Goals:
**A)** Translate this sentence from the passage on charitable giving into Spanish: "Most Americans give at least some money to charity."
**B)** Answer these questions from the passage on charitable giving:
(i) In the 2010 Pew Research Center study, what percentage of Americans said they gave to a charitable organization to help with the earthquake in Haiti?
(ii) According to the IRS, how many of the 46 million people who itemized deductions in 2011 listed charitable contributions?
(iii) What example does the passage give of supporting a cause that someone you care about is involved in?

Quoted passage:
If you did, then why did you do that? Not because down is easier or more pleasant. Because it helps more people, and costs you nothing more. So if you made that choice and did it for that reason, you want to help people. Even people you don't know and will never meet. This might not be a preference that is particularly salient or relevant in your life right now, but when you chose between a world where more people are helped and a world where fewer people are helped, you chose the one where more people are helped. To summarize:

We agree that it is good to help people, and better to help more people, even if they're strangers or foreigners.

You probably already donate to charity. Why?

Most Americans give at least some money to charity. In 2010, in a Pew Research Center study, 95% of Americans said that they gave to a charitable organization specifically to help with the earthquake in Haiti. So when you add people who give, but didn't give for that, you end up with nearly everyone. And if you look at tax returns, the IRS reports that in 2011, out of 46 million people who itemized deductions, 38 million listed charitable contributions. That's 82%. So either way, most people give. Which means you probably do. (I'm assuming that most of my readers are in countries sufficiently similar to America for the conclusion to transfer.)

Why do you give to charity? That's actually a complicated question. People give for lots of reasons. You might be motivated by the simple fact that people will be helped, yes. But there are lots of other valid reasons to give to charity. You could want to support a cause that someone you care about is involved in, like sponsoring someone's charitable walk. You could want to express your solidarity with and membership in an institution like a church or community center. You could just value the warm fuzzy feeling that comes along with the stories you hear about what the charity does.

So here are some reasons why we give:

  • Warm fuzzies.
  • Group affiliation
  • Supporting friends
  • The simple preference for people to be helped.

Given information:

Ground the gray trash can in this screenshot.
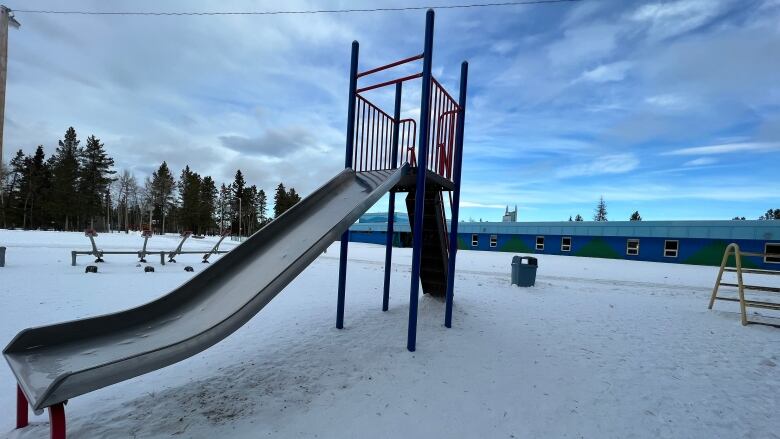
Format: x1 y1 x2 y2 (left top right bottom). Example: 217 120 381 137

Per-task outputs:
**A)** La mayoría de los estadounidenses dona al menos algo de dinero a la caridad.

**B)**
(i) 95%
(ii) 38 million
(iii) Sponsoring someone's charitable walk